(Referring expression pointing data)
◇ ◇ ◇ ◇ ◇

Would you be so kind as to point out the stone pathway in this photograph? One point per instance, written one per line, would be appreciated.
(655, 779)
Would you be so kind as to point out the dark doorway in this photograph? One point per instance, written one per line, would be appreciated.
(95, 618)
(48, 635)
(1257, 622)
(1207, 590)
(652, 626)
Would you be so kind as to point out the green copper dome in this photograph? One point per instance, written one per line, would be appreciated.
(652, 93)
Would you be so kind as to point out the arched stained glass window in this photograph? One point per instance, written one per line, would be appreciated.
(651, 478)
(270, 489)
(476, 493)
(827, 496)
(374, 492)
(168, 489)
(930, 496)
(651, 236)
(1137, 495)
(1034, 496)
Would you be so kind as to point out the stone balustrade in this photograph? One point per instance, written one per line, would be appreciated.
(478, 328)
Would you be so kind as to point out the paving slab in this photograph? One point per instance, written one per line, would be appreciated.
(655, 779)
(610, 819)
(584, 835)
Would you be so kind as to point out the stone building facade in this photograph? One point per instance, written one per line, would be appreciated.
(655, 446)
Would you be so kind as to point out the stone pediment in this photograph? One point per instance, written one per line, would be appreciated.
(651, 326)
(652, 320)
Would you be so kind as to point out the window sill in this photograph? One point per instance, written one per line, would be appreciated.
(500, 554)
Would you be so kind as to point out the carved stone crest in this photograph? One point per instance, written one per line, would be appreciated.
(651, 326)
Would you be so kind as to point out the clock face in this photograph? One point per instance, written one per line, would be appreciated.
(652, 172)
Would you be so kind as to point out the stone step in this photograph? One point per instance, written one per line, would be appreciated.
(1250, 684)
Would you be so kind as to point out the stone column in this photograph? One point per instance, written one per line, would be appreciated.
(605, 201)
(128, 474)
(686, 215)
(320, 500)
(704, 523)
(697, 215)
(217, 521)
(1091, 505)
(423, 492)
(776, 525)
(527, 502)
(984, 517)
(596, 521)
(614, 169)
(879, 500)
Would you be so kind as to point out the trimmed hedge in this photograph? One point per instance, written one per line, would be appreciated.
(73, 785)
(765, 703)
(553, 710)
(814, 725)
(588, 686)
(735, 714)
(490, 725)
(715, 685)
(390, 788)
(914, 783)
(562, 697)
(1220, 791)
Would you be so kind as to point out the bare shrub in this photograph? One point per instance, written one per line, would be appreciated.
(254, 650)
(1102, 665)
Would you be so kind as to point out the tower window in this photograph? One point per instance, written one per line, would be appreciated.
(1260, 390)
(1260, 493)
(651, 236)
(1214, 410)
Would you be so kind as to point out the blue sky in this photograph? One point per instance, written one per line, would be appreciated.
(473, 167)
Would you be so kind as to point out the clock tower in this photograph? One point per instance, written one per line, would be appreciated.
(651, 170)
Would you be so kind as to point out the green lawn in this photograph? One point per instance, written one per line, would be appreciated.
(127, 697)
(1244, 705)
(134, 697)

◇ ◇ ◇ ◇ ◇

### Exercise
All lines from the one containing "Would you be so kind as to point out the blue" through the end of the data, and no others, are to be given again word for word.

### Task output
Would you be so kind as to point out the blue sky in this photograph? One point per instance, written one per line, would be appreciated.
(473, 167)
Would you be so kind as to point out the clock tower in this photograph? One point per instance, written one per line, would be appreciated.
(651, 170)
Would you be so kind as to point out the green lawn in this photograph? One point per instance, written one per line, would be appreciated.
(127, 697)
(1244, 705)
(134, 697)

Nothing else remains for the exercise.